> **Your assignment**: Write out every line below that contains "target".
========================================
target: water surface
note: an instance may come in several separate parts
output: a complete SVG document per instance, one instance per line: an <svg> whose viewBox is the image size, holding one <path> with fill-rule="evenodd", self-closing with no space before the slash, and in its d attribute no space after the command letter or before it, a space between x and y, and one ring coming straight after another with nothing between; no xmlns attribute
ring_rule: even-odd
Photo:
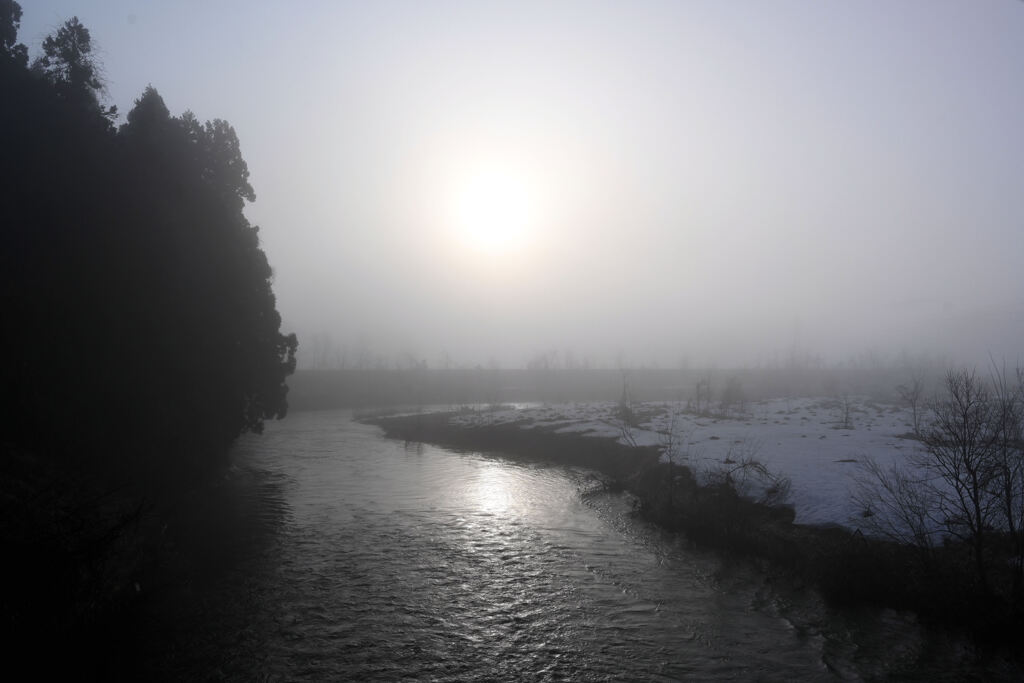
<svg viewBox="0 0 1024 683"><path fill-rule="evenodd" d="M235 457L267 528L204 597L174 662L191 674L856 680L927 647L906 617L829 614L659 532L584 471L385 439L346 412L292 415Z"/></svg>

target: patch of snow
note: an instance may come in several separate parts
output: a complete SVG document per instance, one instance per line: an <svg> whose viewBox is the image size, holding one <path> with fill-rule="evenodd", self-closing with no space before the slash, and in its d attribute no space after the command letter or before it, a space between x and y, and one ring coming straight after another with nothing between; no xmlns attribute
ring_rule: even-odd
<svg viewBox="0 0 1024 683"><path fill-rule="evenodd" d="M789 502L796 521L849 525L859 512L851 494L857 461L874 458L883 467L902 460L919 445L901 438L910 431L910 411L867 398L849 399L849 426L841 401L777 398L747 404L729 416L695 416L678 404L638 403L636 426L623 424L615 402L525 404L464 412L451 419L462 426L518 423L521 428L550 428L612 438L624 445L655 446L662 461L689 466L706 479L726 460L743 455L762 462L791 481ZM667 452L671 444L672 452Z"/></svg>

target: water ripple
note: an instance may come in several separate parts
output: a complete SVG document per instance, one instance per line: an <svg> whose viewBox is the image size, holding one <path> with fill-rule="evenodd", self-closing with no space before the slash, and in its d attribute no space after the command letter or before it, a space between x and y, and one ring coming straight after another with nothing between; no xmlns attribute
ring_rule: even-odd
<svg viewBox="0 0 1024 683"><path fill-rule="evenodd" d="M406 448L343 413L290 417L237 458L283 521L197 635L211 677L856 678L825 665L820 630L757 608L761 577L581 495L585 473Z"/></svg>

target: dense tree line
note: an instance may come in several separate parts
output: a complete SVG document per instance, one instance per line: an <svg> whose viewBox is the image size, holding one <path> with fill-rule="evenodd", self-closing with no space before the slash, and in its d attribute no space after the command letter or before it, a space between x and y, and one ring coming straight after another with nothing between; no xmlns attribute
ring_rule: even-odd
<svg viewBox="0 0 1024 683"><path fill-rule="evenodd" d="M88 29L30 61L21 12L0 0L0 637L146 680L131 615L244 536L210 475L284 416L297 341L233 128L152 87L117 126Z"/></svg>
<svg viewBox="0 0 1024 683"><path fill-rule="evenodd" d="M152 87L116 127L88 29L30 63L20 16L0 1L4 438L195 474L285 414L295 364L238 138Z"/></svg>

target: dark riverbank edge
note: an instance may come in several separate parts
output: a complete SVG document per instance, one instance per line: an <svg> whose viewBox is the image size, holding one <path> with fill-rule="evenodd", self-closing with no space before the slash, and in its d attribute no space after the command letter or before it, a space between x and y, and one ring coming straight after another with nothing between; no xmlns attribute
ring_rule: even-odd
<svg viewBox="0 0 1024 683"><path fill-rule="evenodd" d="M659 462L656 447L556 433L524 422L452 424L457 414L357 419L393 439L594 470L610 488L636 496L638 513L647 520L700 546L754 560L796 587L813 587L834 607L911 611L930 628L963 634L979 650L1024 664L1016 647L1024 636L1021 606L984 595L972 580L969 557L961 558L963 548L943 548L937 563L925 565L913 548L843 527L795 524L791 508L742 499L726 486L700 486L686 467Z"/></svg>
<svg viewBox="0 0 1024 683"><path fill-rule="evenodd" d="M196 624L209 620L210 596L246 599L238 568L284 520L277 482L231 466L171 496L14 446L0 451L0 637L14 669L169 681L222 666L228 646Z"/></svg>

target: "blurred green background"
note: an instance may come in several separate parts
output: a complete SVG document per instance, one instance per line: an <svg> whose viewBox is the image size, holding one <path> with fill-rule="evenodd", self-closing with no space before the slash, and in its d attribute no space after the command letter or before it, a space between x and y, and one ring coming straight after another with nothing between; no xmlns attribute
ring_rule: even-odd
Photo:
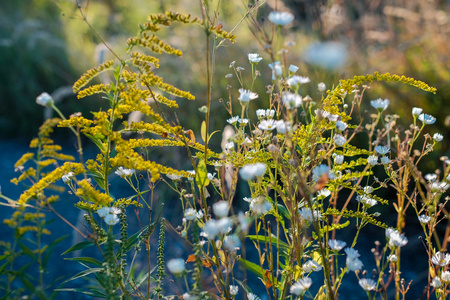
========================================
> **The answer**:
target: water surface
target: patch of snow
target: water ripple
target: dense tree line
target: dark riverbank edge
target: "blurred green background"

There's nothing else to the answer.